WHAT THE TASK ASKS:
Please copy exactly every line from the one that contains "Draw boxes around every edison bulb." to the end of the data below, with both ends included and no other lines.

MATERIAL SHOWN:
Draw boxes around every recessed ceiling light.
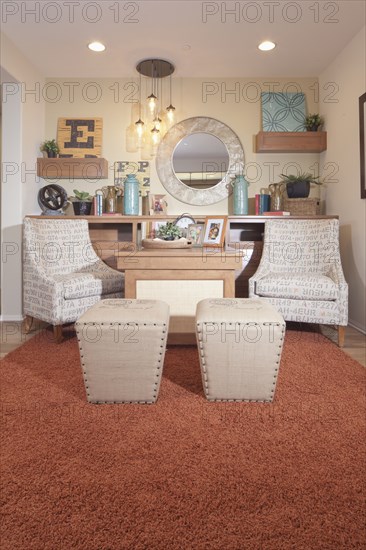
[88,42,106,52]
[182,44,191,51]
[258,41,276,51]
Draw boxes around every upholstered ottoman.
[195,298,285,402]
[75,299,169,404]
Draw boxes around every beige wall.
[0,32,45,320]
[0,33,45,215]
[44,77,322,215]
[319,26,366,332]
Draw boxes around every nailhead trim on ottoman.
[195,298,286,402]
[75,299,169,404]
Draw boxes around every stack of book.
[255,193,271,215]
[93,192,104,216]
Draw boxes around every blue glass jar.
[123,174,139,215]
[233,175,249,215]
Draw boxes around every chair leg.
[338,326,345,348]
[53,325,63,343]
[23,315,34,334]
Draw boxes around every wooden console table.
[117,248,241,344]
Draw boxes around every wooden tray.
[142,238,193,249]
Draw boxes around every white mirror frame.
[156,117,245,206]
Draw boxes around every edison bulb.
[148,94,157,113]
[151,126,160,145]
[135,119,144,137]
[166,105,176,124]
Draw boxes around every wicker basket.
[283,198,321,215]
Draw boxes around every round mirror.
[172,133,229,190]
[156,117,244,206]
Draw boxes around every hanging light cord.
[139,72,142,119]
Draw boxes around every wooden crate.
[283,198,321,215]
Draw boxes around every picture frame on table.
[187,223,204,246]
[149,194,168,215]
[202,216,227,247]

WRITTEN RESPONSE:
Draw boxes around every edison bulb.
[148,94,157,113]
[151,126,160,145]
[135,119,144,137]
[166,105,176,124]
Draw boxes around every wicker basket.
[283,198,321,215]
Draw boxes around every round mirror.
[172,133,229,190]
[156,117,244,206]
Draw boxes around every hanging light cord.
[139,72,142,119]
Draw boxes around every wooden crate.
[283,198,321,215]
Draw boxes around every picture frame on table.
[187,223,204,246]
[149,194,168,215]
[202,216,227,247]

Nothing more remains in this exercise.